[start]

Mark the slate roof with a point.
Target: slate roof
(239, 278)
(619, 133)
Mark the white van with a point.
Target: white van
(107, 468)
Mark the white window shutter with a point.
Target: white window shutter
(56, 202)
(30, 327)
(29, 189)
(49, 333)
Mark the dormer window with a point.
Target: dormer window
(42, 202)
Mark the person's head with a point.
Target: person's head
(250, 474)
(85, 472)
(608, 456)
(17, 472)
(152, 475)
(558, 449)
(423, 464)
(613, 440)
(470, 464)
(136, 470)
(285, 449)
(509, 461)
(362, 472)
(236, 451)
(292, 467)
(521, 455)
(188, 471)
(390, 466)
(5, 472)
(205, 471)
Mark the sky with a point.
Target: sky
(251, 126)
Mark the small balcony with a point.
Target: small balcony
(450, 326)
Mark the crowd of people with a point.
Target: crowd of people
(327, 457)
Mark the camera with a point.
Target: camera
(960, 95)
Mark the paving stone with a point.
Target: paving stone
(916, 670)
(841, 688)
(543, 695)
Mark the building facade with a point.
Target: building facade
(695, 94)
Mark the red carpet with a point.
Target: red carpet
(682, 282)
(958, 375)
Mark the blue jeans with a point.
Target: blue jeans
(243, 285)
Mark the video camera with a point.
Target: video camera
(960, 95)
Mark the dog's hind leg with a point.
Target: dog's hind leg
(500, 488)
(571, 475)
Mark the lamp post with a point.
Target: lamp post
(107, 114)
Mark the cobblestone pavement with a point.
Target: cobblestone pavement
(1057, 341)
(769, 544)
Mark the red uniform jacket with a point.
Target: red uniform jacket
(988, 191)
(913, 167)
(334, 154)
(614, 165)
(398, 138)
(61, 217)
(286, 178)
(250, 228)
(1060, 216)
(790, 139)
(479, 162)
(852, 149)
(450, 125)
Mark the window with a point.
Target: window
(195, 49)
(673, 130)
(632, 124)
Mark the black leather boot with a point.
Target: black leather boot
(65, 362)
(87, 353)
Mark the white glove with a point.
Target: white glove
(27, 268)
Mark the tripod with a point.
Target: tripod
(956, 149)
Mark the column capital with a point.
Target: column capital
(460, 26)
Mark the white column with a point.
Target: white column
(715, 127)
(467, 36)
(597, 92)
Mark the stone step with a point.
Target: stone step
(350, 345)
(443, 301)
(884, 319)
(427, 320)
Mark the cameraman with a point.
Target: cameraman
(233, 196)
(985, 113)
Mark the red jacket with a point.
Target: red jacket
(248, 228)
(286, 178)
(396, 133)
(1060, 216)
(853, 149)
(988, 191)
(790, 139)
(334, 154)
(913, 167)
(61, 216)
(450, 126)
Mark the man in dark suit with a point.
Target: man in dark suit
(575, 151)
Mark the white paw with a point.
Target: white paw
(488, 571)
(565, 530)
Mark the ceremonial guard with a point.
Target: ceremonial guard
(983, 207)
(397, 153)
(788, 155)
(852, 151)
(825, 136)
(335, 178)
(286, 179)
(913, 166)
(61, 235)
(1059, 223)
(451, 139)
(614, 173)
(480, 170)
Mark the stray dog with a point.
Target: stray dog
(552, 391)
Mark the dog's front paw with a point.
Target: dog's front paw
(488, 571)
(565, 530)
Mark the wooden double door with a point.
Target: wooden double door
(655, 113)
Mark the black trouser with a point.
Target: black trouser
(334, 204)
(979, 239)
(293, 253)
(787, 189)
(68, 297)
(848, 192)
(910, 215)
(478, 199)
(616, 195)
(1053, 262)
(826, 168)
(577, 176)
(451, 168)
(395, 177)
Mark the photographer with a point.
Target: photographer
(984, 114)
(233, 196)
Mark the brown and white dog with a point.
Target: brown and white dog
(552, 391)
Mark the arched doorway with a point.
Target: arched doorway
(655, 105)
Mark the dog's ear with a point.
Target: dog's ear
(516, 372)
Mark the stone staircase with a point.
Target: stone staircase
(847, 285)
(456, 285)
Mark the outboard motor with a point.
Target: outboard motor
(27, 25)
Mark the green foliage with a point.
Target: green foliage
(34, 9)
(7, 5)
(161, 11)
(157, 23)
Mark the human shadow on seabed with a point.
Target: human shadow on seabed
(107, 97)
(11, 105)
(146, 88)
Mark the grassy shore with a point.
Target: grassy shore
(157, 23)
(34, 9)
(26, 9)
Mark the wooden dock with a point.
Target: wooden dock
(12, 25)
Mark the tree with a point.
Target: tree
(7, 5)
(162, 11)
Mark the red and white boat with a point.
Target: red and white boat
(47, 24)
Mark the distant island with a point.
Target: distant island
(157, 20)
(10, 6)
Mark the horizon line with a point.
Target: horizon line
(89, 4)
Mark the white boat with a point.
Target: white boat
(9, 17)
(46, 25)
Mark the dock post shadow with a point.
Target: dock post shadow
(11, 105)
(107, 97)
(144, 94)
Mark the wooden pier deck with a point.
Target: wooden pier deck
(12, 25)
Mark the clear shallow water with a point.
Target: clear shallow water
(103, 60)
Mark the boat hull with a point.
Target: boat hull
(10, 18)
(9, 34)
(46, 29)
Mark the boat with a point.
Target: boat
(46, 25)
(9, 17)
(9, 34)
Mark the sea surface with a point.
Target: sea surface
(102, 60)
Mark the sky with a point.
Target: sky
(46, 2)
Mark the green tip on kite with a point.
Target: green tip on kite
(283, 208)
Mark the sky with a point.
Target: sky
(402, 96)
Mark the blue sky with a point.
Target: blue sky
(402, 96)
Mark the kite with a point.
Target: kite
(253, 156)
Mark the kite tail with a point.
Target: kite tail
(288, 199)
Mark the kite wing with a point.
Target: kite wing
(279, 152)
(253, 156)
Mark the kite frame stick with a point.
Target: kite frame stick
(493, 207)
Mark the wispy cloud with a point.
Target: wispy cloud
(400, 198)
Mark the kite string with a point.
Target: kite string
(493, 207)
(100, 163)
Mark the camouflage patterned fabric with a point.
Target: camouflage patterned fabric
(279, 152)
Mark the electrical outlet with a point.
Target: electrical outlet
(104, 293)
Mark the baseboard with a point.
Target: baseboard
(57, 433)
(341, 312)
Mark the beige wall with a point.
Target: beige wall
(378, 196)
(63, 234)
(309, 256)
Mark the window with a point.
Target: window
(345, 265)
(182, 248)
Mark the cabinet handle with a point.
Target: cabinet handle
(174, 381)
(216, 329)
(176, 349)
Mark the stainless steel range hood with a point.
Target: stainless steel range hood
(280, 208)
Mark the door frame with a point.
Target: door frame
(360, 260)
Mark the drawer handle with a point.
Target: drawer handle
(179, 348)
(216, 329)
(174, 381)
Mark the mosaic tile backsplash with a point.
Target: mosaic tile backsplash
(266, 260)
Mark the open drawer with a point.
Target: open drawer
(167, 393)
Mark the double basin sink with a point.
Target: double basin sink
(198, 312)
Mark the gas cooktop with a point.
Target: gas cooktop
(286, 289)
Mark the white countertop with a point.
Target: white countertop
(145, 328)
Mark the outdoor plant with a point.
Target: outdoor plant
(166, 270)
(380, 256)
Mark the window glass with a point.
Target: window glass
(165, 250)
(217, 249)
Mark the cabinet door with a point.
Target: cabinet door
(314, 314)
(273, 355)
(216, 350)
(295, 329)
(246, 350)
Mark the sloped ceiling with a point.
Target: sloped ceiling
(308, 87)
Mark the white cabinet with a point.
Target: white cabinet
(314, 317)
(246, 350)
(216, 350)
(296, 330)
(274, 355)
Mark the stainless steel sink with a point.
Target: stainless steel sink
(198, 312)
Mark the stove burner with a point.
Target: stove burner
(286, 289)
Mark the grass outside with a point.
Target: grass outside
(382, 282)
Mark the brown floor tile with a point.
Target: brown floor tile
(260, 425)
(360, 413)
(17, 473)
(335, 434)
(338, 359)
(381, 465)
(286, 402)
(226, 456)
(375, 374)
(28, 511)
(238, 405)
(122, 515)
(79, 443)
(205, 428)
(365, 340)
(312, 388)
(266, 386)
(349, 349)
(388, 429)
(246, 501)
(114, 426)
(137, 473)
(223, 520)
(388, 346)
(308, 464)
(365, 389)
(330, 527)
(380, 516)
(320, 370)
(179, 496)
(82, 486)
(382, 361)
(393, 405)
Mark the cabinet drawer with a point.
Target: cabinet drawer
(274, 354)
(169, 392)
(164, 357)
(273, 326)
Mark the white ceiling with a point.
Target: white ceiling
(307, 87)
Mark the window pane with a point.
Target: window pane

[end]

Quote exactly the line containing "Mark the gas cooktop with a point." and every later line through the end of the listing, and no other lines.

** Answer for this exercise **
Mark the gas cooktop with a point.
Target: gas cooktop
(286, 289)
Mark the white countertop with a point.
Target: white countertop
(145, 328)
Mark the outdoor plant with a point.
Target: outdoor plant
(166, 270)
(380, 256)
Mark the window glass with a point.
Target: window glass
(165, 250)
(217, 249)
Mark the cabinet door with a point.
Target: cabinet door
(314, 314)
(273, 355)
(216, 350)
(295, 329)
(246, 350)
Mark the sloped ceiling with a point.
Target: sloped ceiling
(308, 87)
Mark the white cabinet with a point.
Target: white cabinet
(314, 317)
(246, 350)
(216, 350)
(296, 330)
(274, 355)
Mark the stainless steel sink with a point.
Target: stainless steel sink
(198, 312)
Mark the stove burner with a point.
Target: stove burner
(286, 289)
Mark the grass outside with a point.
Target: grass outside
(382, 282)
Mark the brown floor tile with a point.
Target: brown floor tile
(260, 425)
(360, 413)
(17, 473)
(335, 434)
(338, 359)
(381, 465)
(286, 402)
(226, 456)
(375, 374)
(28, 511)
(238, 405)
(122, 515)
(79, 443)
(205, 428)
(365, 340)
(312, 388)
(266, 386)
(349, 349)
(388, 429)
(246, 501)
(114, 426)
(137, 473)
(223, 520)
(388, 346)
(308, 464)
(365, 389)
(330, 527)
(380, 516)
(320, 370)
(179, 496)
(82, 486)
(382, 361)
(393, 405)
Mark the cabinet drawer with a point.
Target: cabinet drawer
(274, 354)
(169, 392)
(164, 357)
(273, 326)
Mark the white ceiling with a point.
Target: white ceiling
(307, 87)
Mark the window pane with a point.
Target: window pane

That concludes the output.